§ **Exercise data**:
---
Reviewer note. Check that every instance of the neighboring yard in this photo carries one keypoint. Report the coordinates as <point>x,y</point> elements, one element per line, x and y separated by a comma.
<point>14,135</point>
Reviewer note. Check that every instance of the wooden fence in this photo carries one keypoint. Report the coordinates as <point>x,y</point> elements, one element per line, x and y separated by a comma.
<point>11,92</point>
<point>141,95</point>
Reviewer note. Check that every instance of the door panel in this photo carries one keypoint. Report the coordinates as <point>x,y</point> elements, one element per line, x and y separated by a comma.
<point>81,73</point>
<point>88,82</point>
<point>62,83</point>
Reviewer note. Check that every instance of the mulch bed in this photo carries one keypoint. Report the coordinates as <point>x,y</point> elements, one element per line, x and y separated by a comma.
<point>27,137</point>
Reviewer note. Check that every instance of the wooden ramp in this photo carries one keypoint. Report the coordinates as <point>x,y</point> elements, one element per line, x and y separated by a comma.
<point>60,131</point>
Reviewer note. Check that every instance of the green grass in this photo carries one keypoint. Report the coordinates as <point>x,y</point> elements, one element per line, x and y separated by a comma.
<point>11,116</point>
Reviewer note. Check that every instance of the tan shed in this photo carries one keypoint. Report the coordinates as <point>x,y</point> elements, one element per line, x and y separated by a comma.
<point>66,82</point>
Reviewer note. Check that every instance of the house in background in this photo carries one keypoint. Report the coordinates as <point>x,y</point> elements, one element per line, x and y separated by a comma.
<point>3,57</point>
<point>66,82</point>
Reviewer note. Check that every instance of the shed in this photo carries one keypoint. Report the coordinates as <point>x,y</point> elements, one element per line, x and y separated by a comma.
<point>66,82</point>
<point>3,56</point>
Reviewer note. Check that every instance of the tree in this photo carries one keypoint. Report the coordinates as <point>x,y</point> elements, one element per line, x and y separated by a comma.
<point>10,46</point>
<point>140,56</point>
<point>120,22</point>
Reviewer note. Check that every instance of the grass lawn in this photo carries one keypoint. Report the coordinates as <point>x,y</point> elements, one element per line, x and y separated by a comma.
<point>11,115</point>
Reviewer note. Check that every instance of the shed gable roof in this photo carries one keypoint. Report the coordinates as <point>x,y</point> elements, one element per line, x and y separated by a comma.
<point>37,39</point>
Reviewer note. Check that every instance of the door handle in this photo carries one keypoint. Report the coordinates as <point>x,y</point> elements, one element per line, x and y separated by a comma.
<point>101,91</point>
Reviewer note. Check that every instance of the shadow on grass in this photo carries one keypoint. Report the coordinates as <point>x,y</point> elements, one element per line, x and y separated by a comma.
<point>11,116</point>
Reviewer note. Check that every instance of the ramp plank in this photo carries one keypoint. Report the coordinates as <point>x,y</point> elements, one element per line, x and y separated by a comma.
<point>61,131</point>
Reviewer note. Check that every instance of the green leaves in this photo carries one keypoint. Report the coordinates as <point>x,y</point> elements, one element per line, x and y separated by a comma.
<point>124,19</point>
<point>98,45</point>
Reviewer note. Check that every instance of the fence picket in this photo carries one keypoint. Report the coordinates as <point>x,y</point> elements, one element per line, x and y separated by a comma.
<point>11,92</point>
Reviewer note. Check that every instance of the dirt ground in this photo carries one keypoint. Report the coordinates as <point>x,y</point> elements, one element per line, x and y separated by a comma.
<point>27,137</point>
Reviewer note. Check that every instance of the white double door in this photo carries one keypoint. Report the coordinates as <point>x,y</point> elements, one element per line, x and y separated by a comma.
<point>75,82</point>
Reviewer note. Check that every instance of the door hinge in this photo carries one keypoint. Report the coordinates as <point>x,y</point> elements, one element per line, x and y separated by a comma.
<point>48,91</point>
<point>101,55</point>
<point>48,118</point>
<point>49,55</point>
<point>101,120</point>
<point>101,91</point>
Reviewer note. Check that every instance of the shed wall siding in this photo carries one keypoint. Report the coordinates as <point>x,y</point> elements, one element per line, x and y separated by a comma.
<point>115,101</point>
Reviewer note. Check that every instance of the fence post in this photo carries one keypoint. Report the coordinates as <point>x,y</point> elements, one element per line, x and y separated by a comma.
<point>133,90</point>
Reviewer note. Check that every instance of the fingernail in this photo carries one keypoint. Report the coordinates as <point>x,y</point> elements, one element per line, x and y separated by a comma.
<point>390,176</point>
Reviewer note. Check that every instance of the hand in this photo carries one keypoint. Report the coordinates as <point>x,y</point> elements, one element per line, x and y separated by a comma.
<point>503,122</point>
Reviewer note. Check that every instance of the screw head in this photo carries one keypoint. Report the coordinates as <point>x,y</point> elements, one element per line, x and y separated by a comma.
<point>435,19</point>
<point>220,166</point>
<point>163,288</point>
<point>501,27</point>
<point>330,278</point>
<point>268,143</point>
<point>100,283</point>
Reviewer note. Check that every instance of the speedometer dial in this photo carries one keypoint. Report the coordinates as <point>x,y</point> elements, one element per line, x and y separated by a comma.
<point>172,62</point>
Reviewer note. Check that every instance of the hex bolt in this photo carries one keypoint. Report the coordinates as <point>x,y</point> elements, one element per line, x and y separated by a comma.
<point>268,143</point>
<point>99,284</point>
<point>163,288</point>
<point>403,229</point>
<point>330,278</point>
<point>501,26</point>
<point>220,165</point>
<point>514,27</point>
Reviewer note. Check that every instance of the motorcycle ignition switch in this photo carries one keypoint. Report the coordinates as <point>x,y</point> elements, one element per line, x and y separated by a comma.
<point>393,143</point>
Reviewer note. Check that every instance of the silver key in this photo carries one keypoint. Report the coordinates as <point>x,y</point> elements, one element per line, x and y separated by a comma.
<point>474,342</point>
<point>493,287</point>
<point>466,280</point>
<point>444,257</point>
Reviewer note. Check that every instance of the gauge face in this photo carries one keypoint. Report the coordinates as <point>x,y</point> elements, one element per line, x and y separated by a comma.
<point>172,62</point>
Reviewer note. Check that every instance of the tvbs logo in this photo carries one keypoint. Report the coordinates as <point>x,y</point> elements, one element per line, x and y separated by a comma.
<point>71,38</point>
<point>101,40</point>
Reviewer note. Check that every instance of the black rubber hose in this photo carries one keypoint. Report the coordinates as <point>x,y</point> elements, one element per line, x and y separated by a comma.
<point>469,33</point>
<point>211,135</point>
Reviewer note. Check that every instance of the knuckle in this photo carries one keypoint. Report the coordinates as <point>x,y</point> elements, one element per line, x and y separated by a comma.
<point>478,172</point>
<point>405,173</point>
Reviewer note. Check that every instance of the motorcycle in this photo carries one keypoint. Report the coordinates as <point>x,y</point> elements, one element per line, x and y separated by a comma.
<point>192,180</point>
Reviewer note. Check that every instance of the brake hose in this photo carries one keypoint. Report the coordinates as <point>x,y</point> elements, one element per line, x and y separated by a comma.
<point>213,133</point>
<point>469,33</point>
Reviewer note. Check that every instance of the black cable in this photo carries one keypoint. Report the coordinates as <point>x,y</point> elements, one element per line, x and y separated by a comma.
---
§ **Problem**: Can you reproduce all the material exactly?

§ **Task solution**:
Reviewer note. Check that every instance of the neighboring yard in this photo carries one keypoint. Report the coordinates as <point>x,y</point> elements, one element per line, x and y separated by a comma.
<point>14,135</point>
Reviewer note. Check that every instance of the wooden fence in this photo carries one keypoint. Report the coordinates as <point>x,y</point> elements, one element per line, x and y separated by a comma.
<point>11,92</point>
<point>141,95</point>
Reviewer note. Check that every instance of the door panel in this photo carries one keypoint. Report the coordinates as <point>x,y</point> elements, one element per line, x and y separated by a comma.
<point>81,73</point>
<point>88,82</point>
<point>62,83</point>
Reviewer note. Check that every instance of the mulch bed in this photo carries one keypoint. Report the coordinates as <point>x,y</point> elements, one element per line, x and y separated by a comma.
<point>27,137</point>
Reviewer note. Check that every instance of the wooden ramp in this photo carries one keypoint. Report the coordinates as <point>x,y</point> elements, one element per line, x and y separated by a comma.
<point>60,131</point>
Reviewer note. Check that every instance of the green grass in this photo carries one keypoint. Report the coordinates as <point>x,y</point> elements, one element per line, x and y separated by a comma.
<point>11,116</point>
Reviewer note. Check that every instance of the tan shed in this photo carries one keypoint. Report the coordinates as <point>x,y</point> elements, one element per line, x and y separated by a comma.
<point>66,82</point>
Reviewer note. Check that every instance of the house in background in this photo carries one keypoint. Report the coordinates as <point>x,y</point> elements, one element per line, x and y separated by a comma.
<point>3,57</point>
<point>66,82</point>
Reviewer note. Check that every instance of the shed in this photo carries one keypoint. Report the coordinates as <point>x,y</point> elements, one element per line, x and y separated by a comma.
<point>66,82</point>
<point>3,56</point>
Reviewer note. Check that every instance of the tree in this photo carries one keypoint. Report the coordinates as <point>x,y</point> elements, one element per line, x and y separated by a comma.
<point>10,46</point>
<point>140,56</point>
<point>120,22</point>
Reviewer note. Check that every instance of the grass lawn in this photo carries one keypoint. Report the coordinates as <point>x,y</point> elements, one element per line, x and y separated by a comma.
<point>11,115</point>
Reviewer note. Check that every instance of the shed gable roof in this photo carries one keypoint. Report the coordinates as <point>x,y</point> elements, one element per line, x and y separated by a comma.
<point>37,39</point>
Reviewer note. Check that every instance of the door handle in this photo carries one keypoint. Report the coordinates as <point>x,y</point> elements, one element per line, x and y separated by a comma.
<point>101,91</point>
Reviewer note. Check that every instance of the shadow on grass in this photo carries one keypoint. Report the coordinates as <point>x,y</point> elements, one element per line, x and y separated by a comma.
<point>11,116</point>
Reviewer note. Check that every instance of the ramp plank in this photo carries one keypoint. Report the coordinates as <point>x,y</point> elements, one element per line, x and y separated by a comma.
<point>61,131</point>
Reviewer note. Check that every instance of the green leaves in this photo carries one keypoint. Report the coordinates as <point>x,y</point> elements, one element per line, x and y separated by a comma.
<point>124,19</point>
<point>98,45</point>
Reviewer note. Check that every instance of the fence picket in this photo carries one keypoint. Report the coordinates as <point>x,y</point> elements, one element per line, x and y separated by a comma.
<point>11,92</point>
Reviewer note. Check that every instance of the dirt ground in this photo carries one keypoint. Report the coordinates as <point>x,y</point> elements, one element per line, x and y separated by a comma.
<point>27,137</point>
Reviewer note. Check that every instance of the white double door in this photo carries one keypoint. Report the coordinates as <point>x,y</point> elements, one element per line, x and y separated by a comma.
<point>75,82</point>
Reviewer note. Check that every instance of the door hinge in this photo carries one keypoint. Report the coordinates as <point>x,y</point> elements, one element per line, x and y separated by a comma.
<point>48,91</point>
<point>101,55</point>
<point>48,118</point>
<point>49,55</point>
<point>101,120</point>
<point>101,91</point>
Reviewer note. Check that every instance of the shed wall siding in this photo carries one keypoint. Report the coordinates as <point>x,y</point> elements, one element per line, x and y separated by a comma.
<point>115,101</point>
Reviewer note. Check that every instance of the fence post in this photo carries one keypoint. Report the coordinates as <point>x,y</point> elements, one element per line, x and y separated by a comma.
<point>133,90</point>
Reviewer note. Check that every instance of the fingernail in this photo carries one keypoint. Report the coordinates as <point>x,y</point> elements, one element per line, x and y separated by a comma.
<point>390,176</point>
Reviewer note. Check that every instance of the hand in this photo carries one keypoint. Report the coordinates as <point>x,y</point> elements, one element per line, x and y separated by a comma.
<point>503,122</point>
Reviewer note. Check that every instance of the screw head in this photo carries one keypoint. Report the coordinates as <point>x,y</point> elements, one element per line, x and y separated by a comma.
<point>435,19</point>
<point>220,166</point>
<point>163,288</point>
<point>501,27</point>
<point>330,278</point>
<point>268,143</point>
<point>100,283</point>
Reviewer note. Check that every instance of the speedometer dial in this photo carries one keypoint. Report the coordinates as <point>x,y</point> elements, one element per line, x and y separated by a comma.
<point>172,62</point>
Reviewer note. Check that every instance of the hex bolt in this photo carries one keypoint. Report the coordinates as <point>x,y</point> elements, one element per line, x and y separated by a comma.
<point>268,143</point>
<point>99,284</point>
<point>163,288</point>
<point>403,229</point>
<point>330,278</point>
<point>501,26</point>
<point>220,165</point>
<point>514,27</point>
Reviewer note. Check that every instance of the motorcycle ignition switch in this photo carries one keypoint. Report the coordinates as <point>x,y</point> elements, one element per line, x and y separated by a comma.
<point>393,143</point>
Reviewer note. Check that every instance of the silver key in this photo carries one keypoint. Report the coordinates as <point>x,y</point> elements, one element per line, x and y separated by a comma.
<point>474,342</point>
<point>493,287</point>
<point>466,280</point>
<point>444,257</point>
Reviewer note. Check that every instance of the gauge face in this photo carries one keypoint. Report the coordinates as <point>x,y</point> elements, one element per line, x and y separated by a comma.
<point>172,62</point>
Reviewer note. Check that every instance of the tvbs logo in this photo carries one keypoint. Report the coordinates as <point>x,y</point> elements, one element per line, x and y separated by a comma.
<point>71,38</point>
<point>101,40</point>
Reviewer note. Check that every instance of the black rubber hose in this photo carries one keypoint. Report the coordinates as <point>x,y</point> elements, one element per line, x and y separated by a comma.
<point>469,33</point>
<point>211,135</point>
Reviewer note. Check that every instance of the knuckle in this photo carries one keypoint. Report the coordinates as <point>x,y</point> elements, one element per line, x and y separated by a comma.
<point>478,172</point>
<point>405,173</point>
Reviewer note. Check that every instance of the motorcycle in this photo carries one keypoint. Report the coordinates as <point>x,y</point> elements, one element per line, x and y separated by a comma.
<point>192,180</point>
Reviewer note. Check that every instance of the brake hose in this photo carries one keypoint. Report the coordinates as <point>x,y</point> elements, one element per line, x and y separated by a comma.
<point>213,133</point>
<point>469,33</point>
Reviewer note. Check that every instance of the black cable in this photo carries one keypoint. Report the coordinates as <point>x,y</point> elements, one element per line, x and y separated by a comma.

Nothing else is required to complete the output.